===== Data provided =====

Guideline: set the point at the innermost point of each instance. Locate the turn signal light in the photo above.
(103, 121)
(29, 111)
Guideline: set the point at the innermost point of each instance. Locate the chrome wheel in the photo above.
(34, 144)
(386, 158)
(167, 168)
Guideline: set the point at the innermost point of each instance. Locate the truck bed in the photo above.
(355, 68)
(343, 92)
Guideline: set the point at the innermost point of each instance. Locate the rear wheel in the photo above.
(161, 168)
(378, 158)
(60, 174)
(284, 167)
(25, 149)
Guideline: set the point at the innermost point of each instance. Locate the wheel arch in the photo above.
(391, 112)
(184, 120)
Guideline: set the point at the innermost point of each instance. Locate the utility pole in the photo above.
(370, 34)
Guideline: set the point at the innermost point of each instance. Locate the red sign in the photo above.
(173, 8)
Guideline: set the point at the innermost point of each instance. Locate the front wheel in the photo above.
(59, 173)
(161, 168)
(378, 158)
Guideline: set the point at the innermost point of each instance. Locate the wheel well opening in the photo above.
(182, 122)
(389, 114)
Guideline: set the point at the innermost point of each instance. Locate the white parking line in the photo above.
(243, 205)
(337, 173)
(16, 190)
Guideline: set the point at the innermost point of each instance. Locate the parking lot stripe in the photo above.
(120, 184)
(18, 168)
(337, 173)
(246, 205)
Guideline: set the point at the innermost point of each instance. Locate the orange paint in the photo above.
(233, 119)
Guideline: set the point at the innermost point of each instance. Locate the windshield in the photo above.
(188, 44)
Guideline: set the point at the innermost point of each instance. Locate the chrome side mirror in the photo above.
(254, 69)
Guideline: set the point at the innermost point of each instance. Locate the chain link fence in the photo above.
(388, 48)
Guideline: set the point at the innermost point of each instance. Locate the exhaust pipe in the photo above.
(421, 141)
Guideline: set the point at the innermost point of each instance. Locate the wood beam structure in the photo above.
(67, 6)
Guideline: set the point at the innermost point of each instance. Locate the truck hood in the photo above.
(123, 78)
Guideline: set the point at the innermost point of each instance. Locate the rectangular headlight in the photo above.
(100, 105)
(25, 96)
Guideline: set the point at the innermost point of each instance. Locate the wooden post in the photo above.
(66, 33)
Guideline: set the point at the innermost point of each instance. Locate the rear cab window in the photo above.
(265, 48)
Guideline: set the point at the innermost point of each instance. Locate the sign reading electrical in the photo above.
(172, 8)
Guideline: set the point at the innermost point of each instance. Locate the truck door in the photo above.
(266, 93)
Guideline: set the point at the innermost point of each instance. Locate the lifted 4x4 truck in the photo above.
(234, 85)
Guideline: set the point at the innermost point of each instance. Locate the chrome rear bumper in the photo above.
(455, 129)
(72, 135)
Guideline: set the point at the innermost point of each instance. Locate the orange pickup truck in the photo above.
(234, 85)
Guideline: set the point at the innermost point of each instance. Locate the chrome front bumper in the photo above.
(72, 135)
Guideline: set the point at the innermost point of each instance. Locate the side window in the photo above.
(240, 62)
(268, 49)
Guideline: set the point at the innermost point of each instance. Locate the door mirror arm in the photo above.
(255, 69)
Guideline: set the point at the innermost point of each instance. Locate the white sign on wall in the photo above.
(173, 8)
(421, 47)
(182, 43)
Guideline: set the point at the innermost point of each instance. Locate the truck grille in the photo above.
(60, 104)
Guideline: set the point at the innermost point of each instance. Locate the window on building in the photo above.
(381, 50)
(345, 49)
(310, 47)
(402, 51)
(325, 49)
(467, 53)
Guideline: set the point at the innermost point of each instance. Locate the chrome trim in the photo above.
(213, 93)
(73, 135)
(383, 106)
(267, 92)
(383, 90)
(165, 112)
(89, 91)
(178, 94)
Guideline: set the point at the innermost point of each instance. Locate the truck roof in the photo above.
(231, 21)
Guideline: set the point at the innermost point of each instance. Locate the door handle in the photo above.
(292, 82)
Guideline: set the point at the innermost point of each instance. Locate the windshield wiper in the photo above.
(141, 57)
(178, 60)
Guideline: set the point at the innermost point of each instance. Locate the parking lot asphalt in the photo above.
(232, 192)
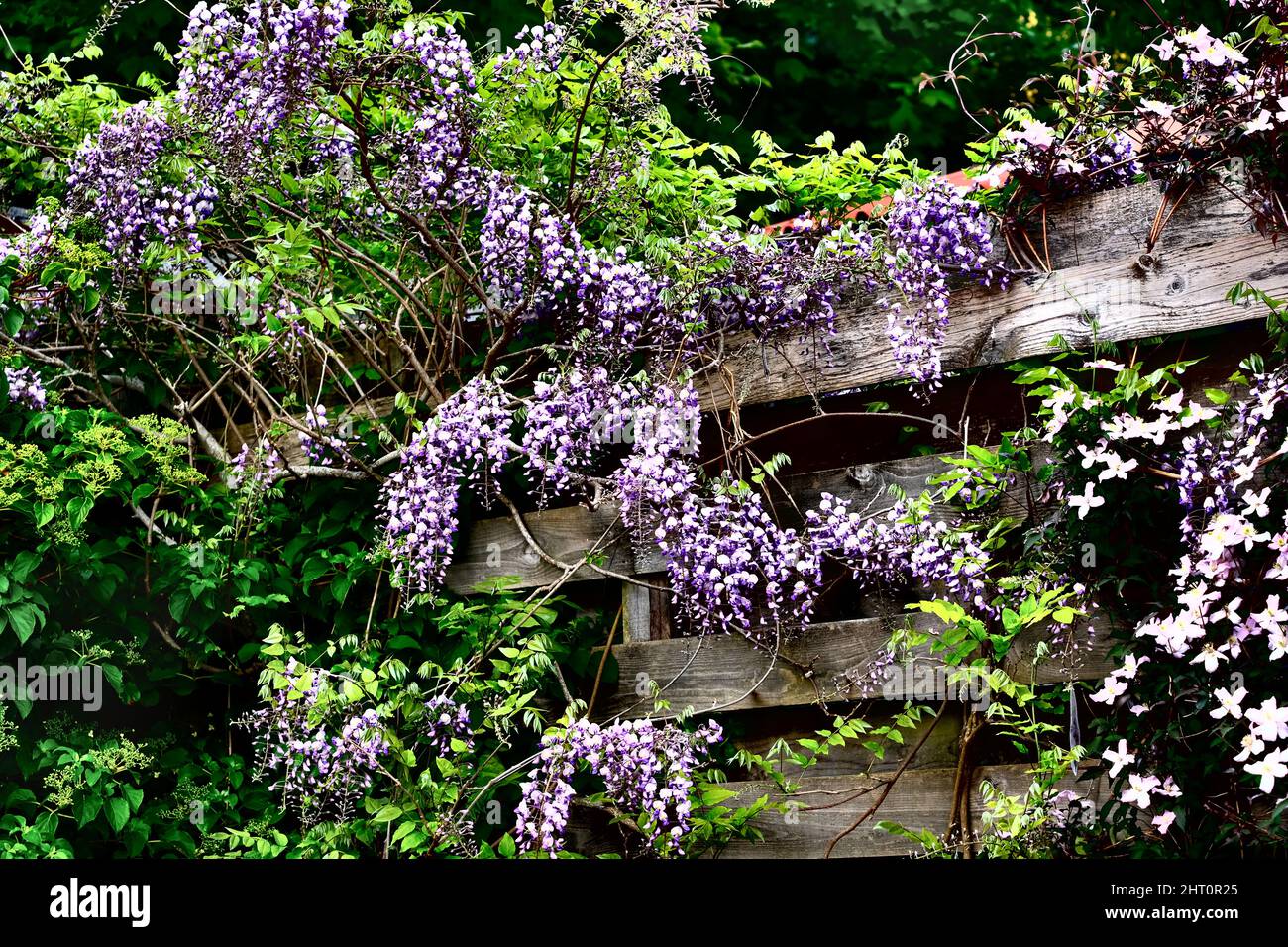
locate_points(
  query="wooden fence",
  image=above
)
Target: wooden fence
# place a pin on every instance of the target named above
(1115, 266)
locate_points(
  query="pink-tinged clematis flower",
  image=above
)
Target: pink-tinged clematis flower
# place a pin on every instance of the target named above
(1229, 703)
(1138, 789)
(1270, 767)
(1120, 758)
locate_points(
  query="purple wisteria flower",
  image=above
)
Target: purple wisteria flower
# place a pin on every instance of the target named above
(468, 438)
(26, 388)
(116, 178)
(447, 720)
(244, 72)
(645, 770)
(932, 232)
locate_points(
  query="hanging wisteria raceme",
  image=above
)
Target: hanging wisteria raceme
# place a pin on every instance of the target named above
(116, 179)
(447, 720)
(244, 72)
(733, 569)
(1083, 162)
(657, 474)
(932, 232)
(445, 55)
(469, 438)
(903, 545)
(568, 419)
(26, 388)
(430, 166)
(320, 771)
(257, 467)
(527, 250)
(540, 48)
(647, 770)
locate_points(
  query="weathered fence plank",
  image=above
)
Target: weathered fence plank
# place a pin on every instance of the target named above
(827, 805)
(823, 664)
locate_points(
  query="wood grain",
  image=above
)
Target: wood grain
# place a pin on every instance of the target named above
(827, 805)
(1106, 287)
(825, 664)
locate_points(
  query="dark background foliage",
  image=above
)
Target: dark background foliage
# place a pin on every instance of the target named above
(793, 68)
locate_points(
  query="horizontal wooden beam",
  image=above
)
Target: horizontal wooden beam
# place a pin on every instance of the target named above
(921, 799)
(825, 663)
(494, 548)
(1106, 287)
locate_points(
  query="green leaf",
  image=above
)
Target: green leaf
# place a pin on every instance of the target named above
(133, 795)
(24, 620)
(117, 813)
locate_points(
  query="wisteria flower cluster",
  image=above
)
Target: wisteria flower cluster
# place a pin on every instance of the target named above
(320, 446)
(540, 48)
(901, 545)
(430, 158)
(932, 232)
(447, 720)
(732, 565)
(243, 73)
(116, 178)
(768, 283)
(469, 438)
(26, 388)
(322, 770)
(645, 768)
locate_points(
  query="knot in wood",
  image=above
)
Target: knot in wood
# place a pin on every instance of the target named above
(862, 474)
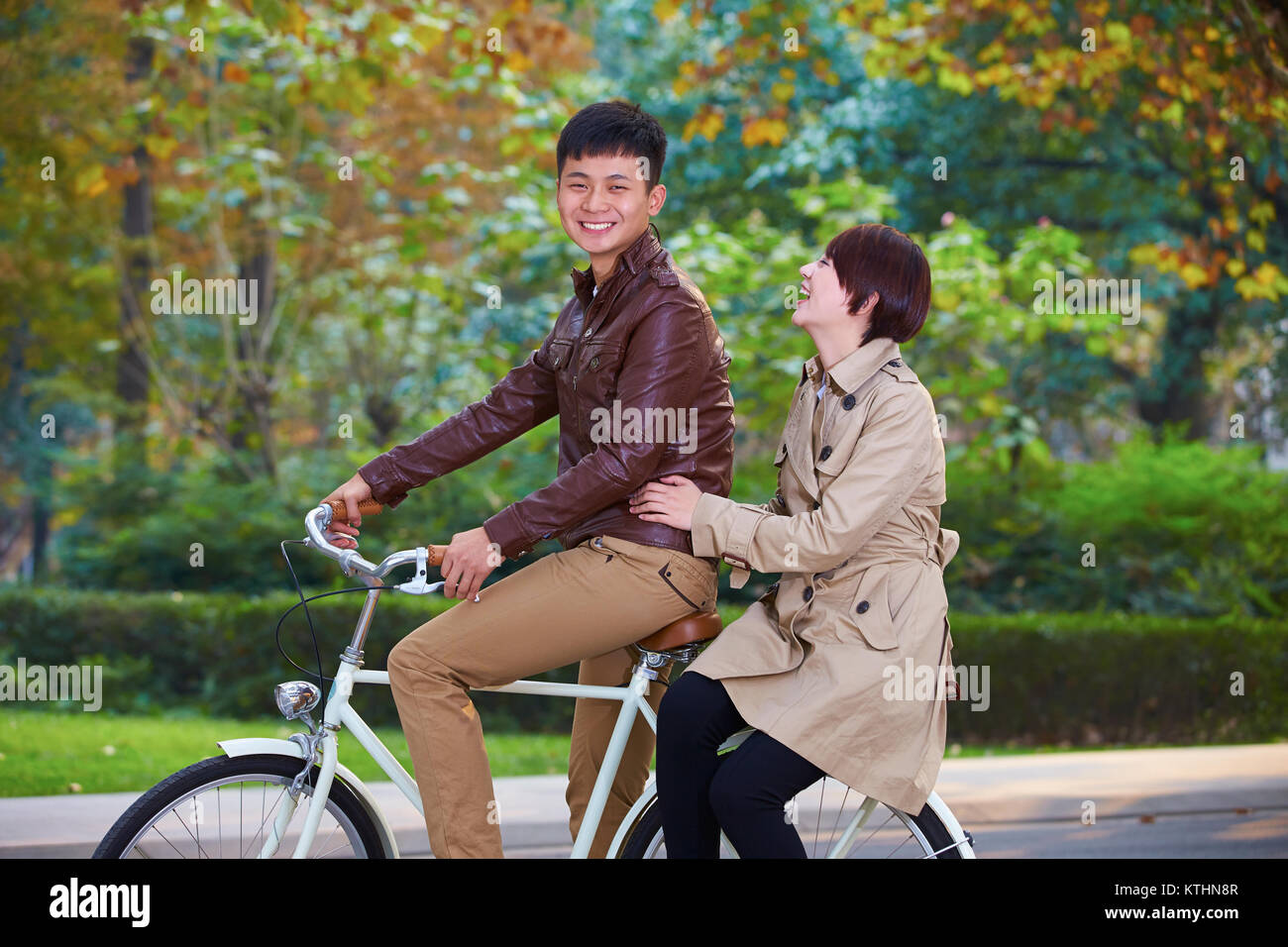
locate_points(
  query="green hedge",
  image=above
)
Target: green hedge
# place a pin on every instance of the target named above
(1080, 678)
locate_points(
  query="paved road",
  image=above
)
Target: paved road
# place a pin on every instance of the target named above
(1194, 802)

=====

Work required: In the entries above, locate every line with the word "knot" and copy it.

Response:
  query="knot in wood",
Target: knot in wood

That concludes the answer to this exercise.